- _Sayfa alıntısı_:
*-*-*

DELİLLERİN DEĞERLENDİRİLMESİ, GEREKÇE VE KABUL:
Dava, itirazın iptali isteminden ibarettir.
Davacı taraf, taraflar arasında ticari ilişki bulunduğunu, 229.958,55 TL’lik cari hesap alacağı için davalı hakkında Ankara … Müd’nün … esas sayılı dosyasında ilamsız icra takibi yapıldığını, davalı tarafın takip tarihinden sonra cari hesap alacağı tutarını davalı şirketin banka hesabına ödeyerek takibe itiraz ederek takibi durdurduğunu, vekalet ücretini, faizi, masrafı ve harcı ödemek istemediğini, kendileri tarafından davalı tarafa mail yolu ile gönderilen ihtarnamenin hukuken geçerliliği olmadığını, geçerli olsa bile davalı tarafın borcunu kendisine verilen 2 günlük sürede ödemediğini, bu nedenle temerrüde düştüğünü ileri sürmektedir.
Davalı taraf ise savunmalarında taraflar arasında ticari ilişki bulunduğunu, aktif olarak devam eden cari hesap hareketleri mevcut olduğunu, davacı şirketin davalı şirkete 25/08/2020 tarihinde mevcut cari hesap alacağını ödemesi için elektronik posta yolu ile bir ihtarname gönderdiğini, bunun 26/08/2020 tarihinde tebliğ edildiğini, 2 gün içerisinde talep edilen tutarın ödenmesinin istenildiğini, ihtarname üzerine şirket yetkililerinin karşılıklı görüşerek ödeme yapılması konusunda anlaştıklarını ihtarname ile verilen 2 günlük süre içerisinde yani 28/08/2020 tarihinde takip talebine konu edilen tutarın tamamının ödendiğini, ancak davacı şirketin ihtarname ile kendilerine verilen 2 günlük süre dolmadan sürenin 1.günü icra takibi başlattığını, bu nedenle takibin açıkça kötüniyetli yapıldığını, bu nedenle takipten kaynaklanan ferilerden davalının sorumlu tutulamayacağını, davanın reddi gerektiğini ileri sürmektedir.
Taraflar arasındaki uyuşmazlığın; taraflar arasındaki ticari ilişkiden kaynaklanan bakiye cari hesap alacağının ödenmesi için davalı tarafa verilen süre dolmadan davacı şirketin icra takibi başlatıp başlatmadığı, bakiye cari alacak tutarı olan 229.958,55 TL’yi takipten sonra davacı hesabına ödediği anlaşılan davalı şirketin icra vekalet ücretinden sorumlu olup olmadığı noktasında toplandığı anlaşılmaktadır.
Mahkememizce taraf delileri toplanmış, davacı tarafın e-posta yolu ile gönderdiği ihtarname ile davalı tarafın cari hesap alacağına yönelik ödemesini gösterir dekont kapsamı ile Ankara … Müd.’nün … esas sayılı dosyası incelenmiş, dosya kapsamı üzerinden bilirkişi incelemesi yaptırılmasına karar verilmiştir.

*-*-*

(Nokta yerleştirme kayıtları)
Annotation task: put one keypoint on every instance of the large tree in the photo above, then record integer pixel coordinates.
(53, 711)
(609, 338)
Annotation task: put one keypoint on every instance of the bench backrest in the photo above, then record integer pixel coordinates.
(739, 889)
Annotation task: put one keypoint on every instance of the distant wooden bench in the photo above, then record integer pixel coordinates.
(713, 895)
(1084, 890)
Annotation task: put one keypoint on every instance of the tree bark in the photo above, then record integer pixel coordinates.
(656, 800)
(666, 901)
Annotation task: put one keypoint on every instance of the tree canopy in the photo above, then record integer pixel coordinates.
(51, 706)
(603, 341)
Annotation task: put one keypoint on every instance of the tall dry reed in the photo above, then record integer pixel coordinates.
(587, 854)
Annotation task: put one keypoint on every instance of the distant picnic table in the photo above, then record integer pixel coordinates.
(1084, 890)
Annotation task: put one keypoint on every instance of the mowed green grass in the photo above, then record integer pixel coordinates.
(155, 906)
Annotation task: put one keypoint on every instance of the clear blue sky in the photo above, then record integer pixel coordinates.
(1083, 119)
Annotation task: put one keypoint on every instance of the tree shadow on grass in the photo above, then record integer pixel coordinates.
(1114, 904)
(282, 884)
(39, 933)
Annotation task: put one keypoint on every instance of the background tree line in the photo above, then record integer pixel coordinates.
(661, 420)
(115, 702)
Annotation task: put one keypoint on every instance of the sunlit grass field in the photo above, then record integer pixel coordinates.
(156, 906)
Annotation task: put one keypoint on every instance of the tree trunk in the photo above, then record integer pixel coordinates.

*-*-*

- _Çözülecek görevler_:
a – Karar metnine göre davalı taraf, takip talebine konu tutarın tamamını hangi tarihte ödediğini ileri sürmektedir?
b – Lütfen karar metnindeki "Davacı taraf, taraflar" ifadesinden "düştüğünü ileri sürmektedir." ifadesine kadar olan kısmı aynen yeniden yazın.

- _Sıralı yanıtlar_:
a – 28/08/2020 tarihinde.

b –
Davacı taraf, taraflar arasında ticari ilişki bulunduğunu, 229.958,55 TL’lik cari hesap alacağı için davalı hakkında Ankara … Müd’nün … esas sayılı dosyasında ilamsız icra takibi yapıldığını, davalı tarafın takip tarihinden sonra cari hesap alacağı tutarını davalı şirketin banka hesabına ödeyerek takibe itiraz ederek takibi durdurduğunu, vekalet ücretini, faizi, masrafı ve harcı ödemek istemediğini, kendileri tarafından davalı tarafa mail yolu ile gönderilen ihtarnamenin hukuken geçerliliği olmadığını, geçerli olsa bile davalı tarafın borcunu kendisine verilen 2 günlük sürede ödemediğini, bu nedenle temerrüde düştüğünü ileri sürmektedir.